◆ Extract
▼

Dad passed away on Tuesday afternoon, surrounded by love. We showered him with rose petals and kisses and tears. For his homecoming, he wore his favorite navy blue 442nd Regimental Combat Team blazer. I can only imagine the festivities going on in Heaven, and how wonderful it must feel for Dad to be forever rid of fear and pain and loneliness. With a breaking heart, even in this, I know God is near, and Dad is still my dad.
For years, he drank like the soldier he was, smoked packs and packs and ate atrociously. He loved corned beef straight out of the can, smeared on white bread slathered with butter, he slurped up the little cube of fat in lau lau and put salt on his shoyu rice. He was diagnosed late in life with bipolar disorder, which explains years of self-medicating (use your imagination liberally).
At 19, in the army, his buddies called him "Chow Hound" because this petite man could put away groceries like the bag boys at Costco. He was the bazooka man in Company C of the 442nd Regimental Combat Infantry, and my littlest son's hero.
He sang with a baritone voice, wrote with a beautiful, scrolly cursive hand, and could ballroom dance.
He snored so loudly we could hear him clearly in every room in the house.
One Christmas, he got me an aluminum tree and I cried my eyeballs out, so he walked to the store and dragged a fresh one back home for me. He mixed my ice cream sandwiches to make them into a cookies and cream soft serve, before there was ever such a thing.
He loved people--oh, how he loved people. He could--and would--talk to anyone. He bought homeless men dinner. He loved to play poker and taught us kids to play paiute and hanafuda when we were young--we'd empty our piggy banks and gamble.
He drove a tour bus and taxi cab and survived a mugging that left him for dead. He forgave those idiots (my word, not his), with tears in his eyes. He was forever haunted by that horrible beating. He had 9 lives, plus more. He had Alzheimer's and didn't always remember me, but he could recall his childhood and army days clearly.
Sometimes we fought hard. Always, we loved.
This is my dad and I miss him so.

▲

◆ To do
(1) Answer these questions about the remembrance of Dad:
(a) What did his buddies call him in the army at 19?
(b) What two vehicles did he drive for work?
(c) What did he wear for his homecoming?
(2) Rewrite the remembrance of Dad between "At 19, in the" and "could ballroom dance.", inclusive, replacing "bazooka" with "mortar".
(3) Write a further paragraph for the remembrance of Dad that picks up after its final sentence.

◆ Given material
▼

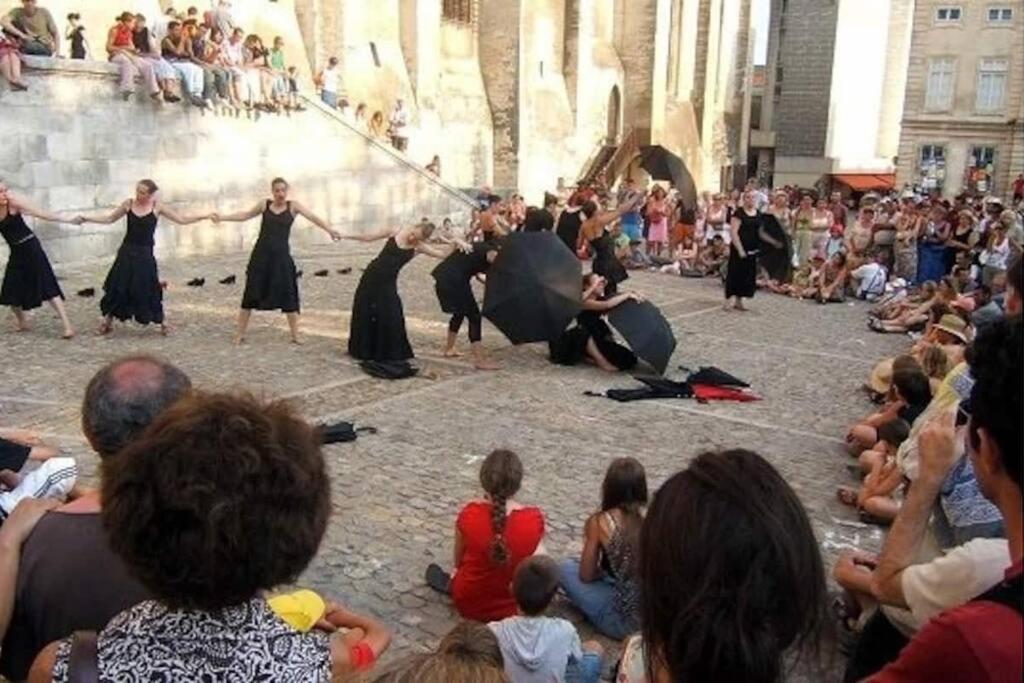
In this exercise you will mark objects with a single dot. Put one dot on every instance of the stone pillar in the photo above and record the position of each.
(500, 40)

▲

◆ Responses in order
(1)
(a) "Chow Hound."
(b) A tour bus and a taxi cab.
(c) His favorite navy blue 442nd Regimental Combat Team blazer.

(2)
At 19, in the army, his buddies called him "Chow Hound" because this petite man could put away groceries like the bag boys at Costco. He was the mortar man in Company C of the 442nd Regimental Combat Infantry, and my littlest son's hero.
He sang with a baritone voice, wrote with a beautiful, scrolly cursive hand, and could ballroom dance.

(3)
Kickstarter Project Update: Shine Bright
With Dad now gone, and Mom still declining in hospice care, I appreciate your patience and understanding of my timetable delays more than ever. Please know, your support and contributions are always on mind and I hold my responsibility to fulfilling all of my promises and rewards with great sacredness.
Always in the back of my mind, I think about my Kickstarter project, and how so many of you, my tribe, supported me in my efforts to build a body of work (thank you). I've been feeling overwhelmed and wracked with guilt that I can't seem to draw a thing these days, and you have all been so kind to wait patiently while I focus on my family during this time of sorrow.
Recently, I had an AHA moment. I'm realizing this--that my writings here about grief and Mom and Dad's journey with hospice and dying ARE the creations that are coming out of this season. It's not the work I intended to give birth to, and I'm still needing and wanting to get the promised rewards mailed out as soon as things settle--but it is the best of me that I have to offer you right now.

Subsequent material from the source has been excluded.